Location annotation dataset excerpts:
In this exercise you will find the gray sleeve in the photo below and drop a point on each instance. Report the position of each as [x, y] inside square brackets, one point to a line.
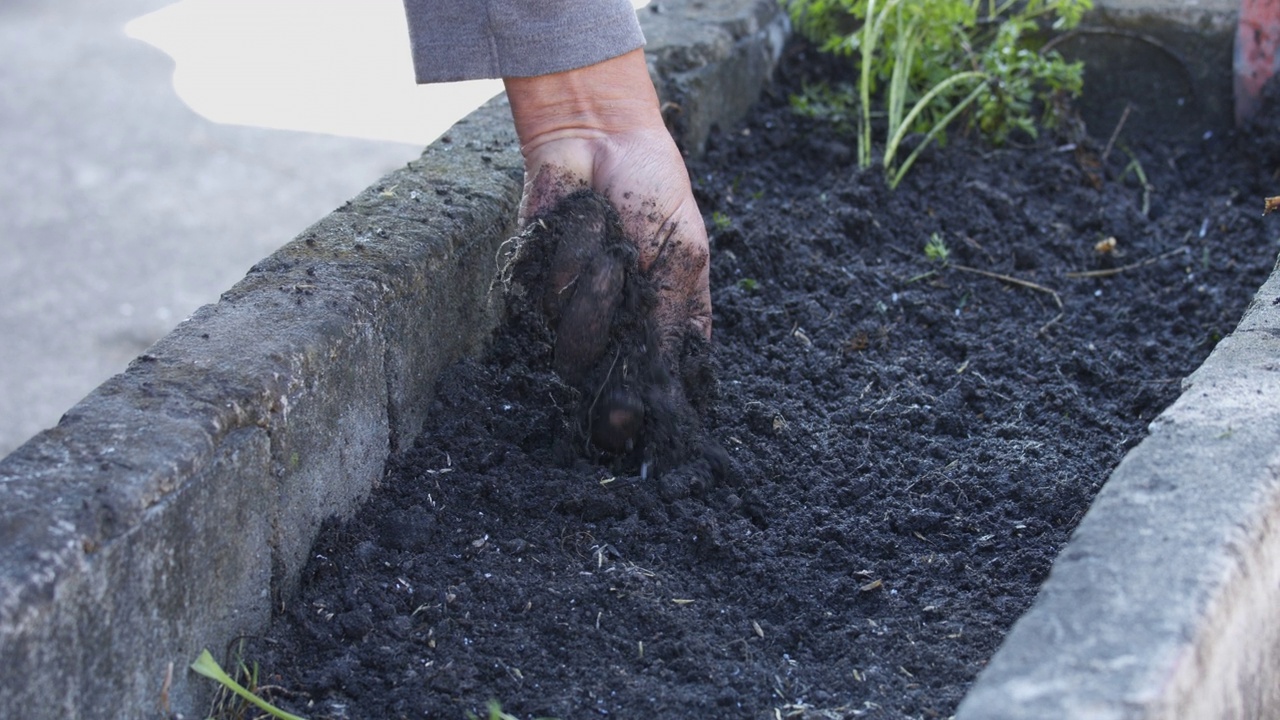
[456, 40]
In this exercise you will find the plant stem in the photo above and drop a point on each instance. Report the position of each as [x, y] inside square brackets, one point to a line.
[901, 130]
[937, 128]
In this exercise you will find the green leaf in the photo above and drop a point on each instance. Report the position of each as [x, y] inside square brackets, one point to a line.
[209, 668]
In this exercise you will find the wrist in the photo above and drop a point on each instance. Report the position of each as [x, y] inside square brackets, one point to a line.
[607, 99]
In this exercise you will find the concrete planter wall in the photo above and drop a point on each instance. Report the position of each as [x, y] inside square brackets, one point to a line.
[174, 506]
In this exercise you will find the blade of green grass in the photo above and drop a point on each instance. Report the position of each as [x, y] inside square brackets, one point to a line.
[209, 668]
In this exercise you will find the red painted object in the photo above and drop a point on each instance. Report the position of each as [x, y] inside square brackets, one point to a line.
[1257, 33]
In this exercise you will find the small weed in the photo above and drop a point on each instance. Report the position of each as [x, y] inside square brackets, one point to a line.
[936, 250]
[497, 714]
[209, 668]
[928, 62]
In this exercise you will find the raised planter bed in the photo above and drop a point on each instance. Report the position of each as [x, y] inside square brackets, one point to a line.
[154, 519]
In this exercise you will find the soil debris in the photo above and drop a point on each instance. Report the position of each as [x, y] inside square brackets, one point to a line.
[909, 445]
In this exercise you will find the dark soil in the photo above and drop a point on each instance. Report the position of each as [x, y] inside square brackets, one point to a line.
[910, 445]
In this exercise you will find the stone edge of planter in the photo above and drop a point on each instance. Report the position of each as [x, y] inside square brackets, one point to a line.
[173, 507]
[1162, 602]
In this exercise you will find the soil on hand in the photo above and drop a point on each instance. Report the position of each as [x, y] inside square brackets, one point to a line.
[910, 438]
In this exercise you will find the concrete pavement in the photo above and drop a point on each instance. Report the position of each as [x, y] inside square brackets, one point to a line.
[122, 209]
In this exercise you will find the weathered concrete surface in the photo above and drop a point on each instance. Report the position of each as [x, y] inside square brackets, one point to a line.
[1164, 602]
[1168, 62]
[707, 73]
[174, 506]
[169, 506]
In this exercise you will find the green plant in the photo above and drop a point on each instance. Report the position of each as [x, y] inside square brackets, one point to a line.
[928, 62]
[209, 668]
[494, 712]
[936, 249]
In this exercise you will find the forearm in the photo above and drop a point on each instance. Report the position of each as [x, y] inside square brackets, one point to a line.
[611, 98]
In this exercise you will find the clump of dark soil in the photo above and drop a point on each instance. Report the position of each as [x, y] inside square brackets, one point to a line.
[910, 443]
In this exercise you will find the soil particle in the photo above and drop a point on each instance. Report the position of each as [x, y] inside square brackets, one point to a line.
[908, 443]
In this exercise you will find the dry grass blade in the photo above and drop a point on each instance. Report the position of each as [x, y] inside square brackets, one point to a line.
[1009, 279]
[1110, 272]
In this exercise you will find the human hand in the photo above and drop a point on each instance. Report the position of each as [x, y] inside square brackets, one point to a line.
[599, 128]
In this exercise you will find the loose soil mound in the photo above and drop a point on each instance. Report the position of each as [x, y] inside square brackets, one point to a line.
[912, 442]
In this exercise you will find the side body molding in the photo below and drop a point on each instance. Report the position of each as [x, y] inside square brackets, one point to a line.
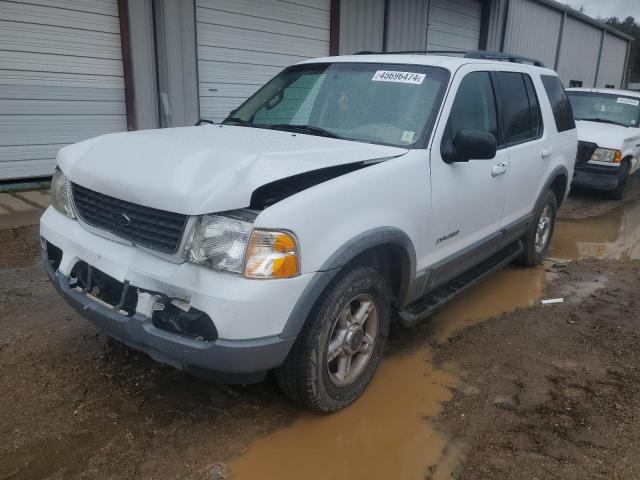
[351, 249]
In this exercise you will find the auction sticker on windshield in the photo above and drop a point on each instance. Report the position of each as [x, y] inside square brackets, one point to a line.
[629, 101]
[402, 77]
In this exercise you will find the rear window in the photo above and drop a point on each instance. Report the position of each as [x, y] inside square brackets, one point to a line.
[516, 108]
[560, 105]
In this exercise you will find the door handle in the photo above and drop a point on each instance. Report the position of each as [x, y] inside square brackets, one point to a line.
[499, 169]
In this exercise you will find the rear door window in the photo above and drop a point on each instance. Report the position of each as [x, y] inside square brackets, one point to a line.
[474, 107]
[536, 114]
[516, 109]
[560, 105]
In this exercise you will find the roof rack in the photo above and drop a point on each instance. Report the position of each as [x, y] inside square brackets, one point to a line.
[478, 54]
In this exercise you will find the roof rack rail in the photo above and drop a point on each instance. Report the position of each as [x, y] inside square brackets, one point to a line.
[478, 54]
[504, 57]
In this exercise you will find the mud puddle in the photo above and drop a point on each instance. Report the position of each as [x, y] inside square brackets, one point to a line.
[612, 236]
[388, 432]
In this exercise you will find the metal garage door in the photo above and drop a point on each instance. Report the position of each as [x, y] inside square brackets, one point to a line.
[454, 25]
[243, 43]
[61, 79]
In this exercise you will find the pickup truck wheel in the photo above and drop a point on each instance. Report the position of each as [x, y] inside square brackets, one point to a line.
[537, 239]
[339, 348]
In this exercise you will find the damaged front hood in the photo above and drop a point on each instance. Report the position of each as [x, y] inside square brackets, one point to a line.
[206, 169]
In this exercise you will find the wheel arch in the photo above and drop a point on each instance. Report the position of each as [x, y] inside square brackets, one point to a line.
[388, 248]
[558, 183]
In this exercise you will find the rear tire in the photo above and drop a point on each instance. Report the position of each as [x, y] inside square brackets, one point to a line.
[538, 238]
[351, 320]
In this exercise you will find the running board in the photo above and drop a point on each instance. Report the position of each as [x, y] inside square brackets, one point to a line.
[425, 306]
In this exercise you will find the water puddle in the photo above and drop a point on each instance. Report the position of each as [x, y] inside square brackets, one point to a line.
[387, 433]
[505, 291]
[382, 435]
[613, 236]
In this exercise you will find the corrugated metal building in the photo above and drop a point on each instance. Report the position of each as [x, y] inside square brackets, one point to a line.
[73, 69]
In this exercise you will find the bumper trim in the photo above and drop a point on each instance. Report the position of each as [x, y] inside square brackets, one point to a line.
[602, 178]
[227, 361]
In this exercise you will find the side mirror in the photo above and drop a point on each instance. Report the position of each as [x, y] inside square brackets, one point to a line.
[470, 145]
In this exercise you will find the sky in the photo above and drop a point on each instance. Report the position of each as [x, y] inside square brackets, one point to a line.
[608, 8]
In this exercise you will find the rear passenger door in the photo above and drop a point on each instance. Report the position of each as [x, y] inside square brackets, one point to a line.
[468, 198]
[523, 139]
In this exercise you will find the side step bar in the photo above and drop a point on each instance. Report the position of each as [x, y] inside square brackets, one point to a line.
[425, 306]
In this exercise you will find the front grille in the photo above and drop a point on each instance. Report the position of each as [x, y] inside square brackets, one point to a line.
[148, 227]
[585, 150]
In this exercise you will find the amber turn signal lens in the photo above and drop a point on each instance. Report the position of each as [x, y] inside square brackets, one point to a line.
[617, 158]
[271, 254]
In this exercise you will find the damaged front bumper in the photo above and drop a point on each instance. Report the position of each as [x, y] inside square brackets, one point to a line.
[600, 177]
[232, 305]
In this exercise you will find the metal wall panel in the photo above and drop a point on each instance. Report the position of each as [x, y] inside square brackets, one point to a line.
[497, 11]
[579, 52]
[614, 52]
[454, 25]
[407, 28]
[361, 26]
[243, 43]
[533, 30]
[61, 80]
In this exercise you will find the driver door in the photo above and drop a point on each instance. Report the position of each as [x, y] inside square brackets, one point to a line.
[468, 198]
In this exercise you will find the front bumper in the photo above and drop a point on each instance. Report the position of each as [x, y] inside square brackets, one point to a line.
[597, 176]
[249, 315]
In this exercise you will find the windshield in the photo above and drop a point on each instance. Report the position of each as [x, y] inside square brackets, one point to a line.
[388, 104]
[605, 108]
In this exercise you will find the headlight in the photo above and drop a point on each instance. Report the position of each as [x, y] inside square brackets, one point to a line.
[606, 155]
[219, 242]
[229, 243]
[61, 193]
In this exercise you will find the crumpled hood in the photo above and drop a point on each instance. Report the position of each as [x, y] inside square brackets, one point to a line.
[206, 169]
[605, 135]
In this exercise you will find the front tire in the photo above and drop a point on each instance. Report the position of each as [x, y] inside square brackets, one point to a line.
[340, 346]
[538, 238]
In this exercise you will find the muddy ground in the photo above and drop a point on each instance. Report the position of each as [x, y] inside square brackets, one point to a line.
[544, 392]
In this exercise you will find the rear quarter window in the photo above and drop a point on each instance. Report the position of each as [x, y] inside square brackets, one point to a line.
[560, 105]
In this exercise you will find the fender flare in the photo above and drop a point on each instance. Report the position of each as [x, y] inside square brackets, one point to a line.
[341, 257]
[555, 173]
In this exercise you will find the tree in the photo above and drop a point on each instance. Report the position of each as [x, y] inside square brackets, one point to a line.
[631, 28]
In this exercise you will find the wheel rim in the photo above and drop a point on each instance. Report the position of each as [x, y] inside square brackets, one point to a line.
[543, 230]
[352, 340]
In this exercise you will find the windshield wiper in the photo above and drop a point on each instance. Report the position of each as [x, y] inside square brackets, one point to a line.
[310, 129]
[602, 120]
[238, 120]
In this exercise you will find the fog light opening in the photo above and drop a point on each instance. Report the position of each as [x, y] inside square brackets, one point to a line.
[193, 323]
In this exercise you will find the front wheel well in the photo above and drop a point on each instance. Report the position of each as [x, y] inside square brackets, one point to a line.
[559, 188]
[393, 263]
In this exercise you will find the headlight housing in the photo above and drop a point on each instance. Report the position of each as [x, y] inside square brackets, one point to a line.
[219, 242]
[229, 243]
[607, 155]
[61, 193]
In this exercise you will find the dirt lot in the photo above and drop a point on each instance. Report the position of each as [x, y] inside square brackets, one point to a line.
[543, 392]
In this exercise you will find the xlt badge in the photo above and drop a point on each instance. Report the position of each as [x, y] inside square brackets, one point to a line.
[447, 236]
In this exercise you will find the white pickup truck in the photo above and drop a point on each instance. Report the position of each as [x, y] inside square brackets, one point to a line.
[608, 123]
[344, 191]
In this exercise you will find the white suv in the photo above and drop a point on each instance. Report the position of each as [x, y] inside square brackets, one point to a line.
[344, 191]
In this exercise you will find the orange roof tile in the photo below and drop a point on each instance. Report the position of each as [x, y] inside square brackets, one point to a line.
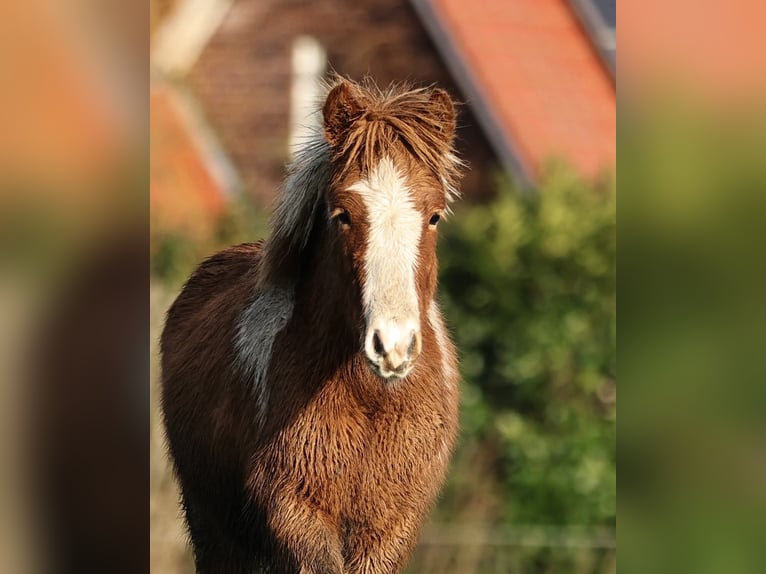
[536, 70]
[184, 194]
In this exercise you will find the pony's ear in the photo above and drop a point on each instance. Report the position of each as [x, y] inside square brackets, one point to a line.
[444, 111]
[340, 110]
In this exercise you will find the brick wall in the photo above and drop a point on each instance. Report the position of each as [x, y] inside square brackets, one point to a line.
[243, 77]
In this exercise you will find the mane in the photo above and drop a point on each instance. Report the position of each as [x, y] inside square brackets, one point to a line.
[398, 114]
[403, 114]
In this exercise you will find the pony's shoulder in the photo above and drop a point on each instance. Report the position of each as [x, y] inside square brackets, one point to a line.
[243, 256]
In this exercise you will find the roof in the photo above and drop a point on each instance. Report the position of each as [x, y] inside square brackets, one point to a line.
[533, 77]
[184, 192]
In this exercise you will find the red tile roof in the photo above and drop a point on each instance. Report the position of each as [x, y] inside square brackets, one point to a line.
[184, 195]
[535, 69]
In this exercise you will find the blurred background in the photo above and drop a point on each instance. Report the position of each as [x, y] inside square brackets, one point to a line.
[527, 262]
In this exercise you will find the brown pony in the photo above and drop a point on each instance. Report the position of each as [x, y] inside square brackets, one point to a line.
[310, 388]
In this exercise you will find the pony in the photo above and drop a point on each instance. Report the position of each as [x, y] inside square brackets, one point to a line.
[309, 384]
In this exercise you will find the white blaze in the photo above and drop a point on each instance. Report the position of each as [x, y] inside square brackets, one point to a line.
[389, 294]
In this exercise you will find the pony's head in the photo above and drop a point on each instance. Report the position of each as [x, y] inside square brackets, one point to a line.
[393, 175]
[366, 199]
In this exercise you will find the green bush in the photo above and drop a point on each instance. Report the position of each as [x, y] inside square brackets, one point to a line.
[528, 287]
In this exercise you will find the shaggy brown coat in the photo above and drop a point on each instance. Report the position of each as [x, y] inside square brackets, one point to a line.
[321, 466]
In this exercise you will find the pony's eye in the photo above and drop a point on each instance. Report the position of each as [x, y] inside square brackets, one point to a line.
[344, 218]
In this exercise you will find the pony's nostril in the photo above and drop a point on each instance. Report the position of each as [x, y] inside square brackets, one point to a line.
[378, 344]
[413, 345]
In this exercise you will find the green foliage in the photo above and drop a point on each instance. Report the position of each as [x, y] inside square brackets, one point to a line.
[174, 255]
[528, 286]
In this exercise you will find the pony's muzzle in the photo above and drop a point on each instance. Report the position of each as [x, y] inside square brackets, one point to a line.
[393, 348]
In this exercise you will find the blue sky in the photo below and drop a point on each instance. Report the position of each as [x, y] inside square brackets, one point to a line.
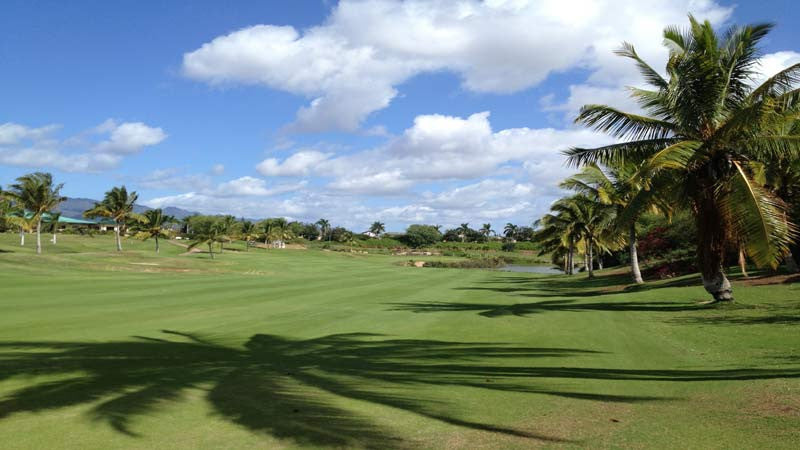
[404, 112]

(GIVEN PROBLEM)
Repeat the lines from the line containing "In this exercise you will find the green foliage" through the end of the material above exactly, with no pictures and nothing else.

(OUTPUT FOR THIS EXERCISE)
In this exercise you will find the green foliage in the photo above and drop a point on each instance. Report the position of each as [x, y] inside square brackets, one point to a line.
[174, 255]
[528, 286]
In this exercise you will find the pony's muzzle in the photo above and drop a point on each instance. Report the position of each as [x, y] inside square brackets, one point to a line.
[393, 348]
In this exercise you will find the blue sky in the photo below and drop a point on each instance. Report the position of each as [x, y] inside square brackets, one point to a line.
[404, 112]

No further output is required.